Records to process:
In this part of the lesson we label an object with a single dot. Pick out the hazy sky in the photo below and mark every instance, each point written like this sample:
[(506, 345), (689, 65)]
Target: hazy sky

* * *

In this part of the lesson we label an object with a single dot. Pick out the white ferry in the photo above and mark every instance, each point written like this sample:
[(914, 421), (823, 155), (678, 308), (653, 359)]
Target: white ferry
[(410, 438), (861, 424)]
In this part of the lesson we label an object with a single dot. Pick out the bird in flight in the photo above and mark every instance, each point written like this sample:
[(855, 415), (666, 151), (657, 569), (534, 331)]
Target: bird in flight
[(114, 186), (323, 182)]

--

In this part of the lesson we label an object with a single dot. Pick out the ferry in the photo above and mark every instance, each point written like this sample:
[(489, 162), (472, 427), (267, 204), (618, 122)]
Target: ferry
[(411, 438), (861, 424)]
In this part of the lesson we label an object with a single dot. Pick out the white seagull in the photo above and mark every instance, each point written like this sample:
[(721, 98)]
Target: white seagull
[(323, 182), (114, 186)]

Given exercise: Write out the data unchanged, beginning at the line that contains "out the ferry" and continuing through the line that contains "[(323, 182), (114, 186)]".

Written answer:
In this part of the lesson we label an object with a single dot. Pick out the ferry in the photo above and mark every instance, each point written like this sample:
[(489, 162), (472, 427), (267, 204), (618, 122)]
Target: ferry
[(411, 438), (861, 424)]
In this part of the lesson we label an object with a single dot. Pick out the white seagull in the photo above and mark every instance, each point written like this sample:
[(721, 98)]
Target: white seagull
[(323, 182), (114, 186)]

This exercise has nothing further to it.